Source code for campa.data._nn_dataset

from typing import Any, Dict, List, Tuple, Union, Mapping, Iterable, Optional
import os
import json
import logging

import numpy as np
import tensorflow as tf

from campa.constants import campa_config
from campa.data._data import MPPData


[docs]def create_dataset(params: Mapping[str, Any]) -> None:
    """
    Create a :class:`NNDataset`.

    Parameters determine how the data should be selected and processed.
    The following keys in parameters are expected:

    - ``dataset_name``: name of the resulting dataset that is defined by these parameters
      (relative to ``DATA_DIR/datasets``)
    - ``data_config``: name of data configuration (registered in ``campa.ini``)
    - ``data_dirs``: where to read data from (relative to ``DATA_DIR`` defined in data config)
    - ``channels``: list of channel names to include in this dataset
    - ``condition``: list of conditions. Should be defined in data config.
      The suffix `_one_hot` will convert the condition in a one-hot encoded vector.
      Conditions are concatenated, except when they are defined as a list of lists.
      In this case the condition is defined as a pairwise combination of the conditions.

GIVEN INFORMATION:
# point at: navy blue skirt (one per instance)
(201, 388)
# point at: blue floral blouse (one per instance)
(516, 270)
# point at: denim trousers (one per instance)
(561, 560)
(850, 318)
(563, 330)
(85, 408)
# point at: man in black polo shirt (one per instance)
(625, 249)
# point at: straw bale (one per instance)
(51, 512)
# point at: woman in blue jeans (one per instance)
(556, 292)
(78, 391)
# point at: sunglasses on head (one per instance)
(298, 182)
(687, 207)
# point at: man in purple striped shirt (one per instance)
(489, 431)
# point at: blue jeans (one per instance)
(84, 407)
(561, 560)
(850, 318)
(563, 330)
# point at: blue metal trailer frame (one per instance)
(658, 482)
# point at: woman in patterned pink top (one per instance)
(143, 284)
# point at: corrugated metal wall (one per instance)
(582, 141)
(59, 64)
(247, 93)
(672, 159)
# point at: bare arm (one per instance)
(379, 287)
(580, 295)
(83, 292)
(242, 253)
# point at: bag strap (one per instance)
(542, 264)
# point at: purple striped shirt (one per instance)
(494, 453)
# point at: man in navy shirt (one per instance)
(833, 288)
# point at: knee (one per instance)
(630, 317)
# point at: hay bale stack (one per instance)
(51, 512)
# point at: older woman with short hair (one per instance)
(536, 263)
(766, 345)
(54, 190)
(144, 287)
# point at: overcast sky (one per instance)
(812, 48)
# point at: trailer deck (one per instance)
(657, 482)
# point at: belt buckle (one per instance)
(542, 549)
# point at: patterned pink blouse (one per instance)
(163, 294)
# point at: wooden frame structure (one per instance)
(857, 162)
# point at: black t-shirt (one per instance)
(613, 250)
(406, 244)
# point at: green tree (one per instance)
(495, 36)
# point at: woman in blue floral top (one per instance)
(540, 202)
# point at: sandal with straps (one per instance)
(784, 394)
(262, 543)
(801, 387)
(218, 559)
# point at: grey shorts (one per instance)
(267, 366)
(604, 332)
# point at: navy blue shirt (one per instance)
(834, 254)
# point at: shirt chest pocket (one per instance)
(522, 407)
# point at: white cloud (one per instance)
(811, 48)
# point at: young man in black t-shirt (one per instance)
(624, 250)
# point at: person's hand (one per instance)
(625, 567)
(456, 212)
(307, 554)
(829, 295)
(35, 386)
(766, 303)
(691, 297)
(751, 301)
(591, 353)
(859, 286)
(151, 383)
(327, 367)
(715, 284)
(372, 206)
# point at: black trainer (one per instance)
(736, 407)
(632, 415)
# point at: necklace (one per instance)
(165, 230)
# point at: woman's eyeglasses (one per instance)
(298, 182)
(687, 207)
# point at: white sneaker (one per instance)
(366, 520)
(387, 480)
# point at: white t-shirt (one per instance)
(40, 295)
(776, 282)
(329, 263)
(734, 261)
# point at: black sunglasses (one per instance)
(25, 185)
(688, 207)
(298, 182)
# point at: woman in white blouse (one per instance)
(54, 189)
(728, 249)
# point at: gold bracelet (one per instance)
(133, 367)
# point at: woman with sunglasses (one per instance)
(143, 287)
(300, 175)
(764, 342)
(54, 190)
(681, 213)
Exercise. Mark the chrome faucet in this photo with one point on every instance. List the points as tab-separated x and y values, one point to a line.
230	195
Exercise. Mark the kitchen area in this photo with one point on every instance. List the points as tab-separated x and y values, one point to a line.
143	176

WHAT TO DO:
[1] According to the create_dataset source, where must the data configuration named by ``data_config`` be registered?
[2] Using the create_dataset source, explain how the listed conditions are combined and what decides the method.

RESPONSES PER TASK:
[1] It must be registered in ``campa.ini``.

[2] Conditions are normally concatenated. If they are given as a list of lists, they are instead combined pairwise into one condition.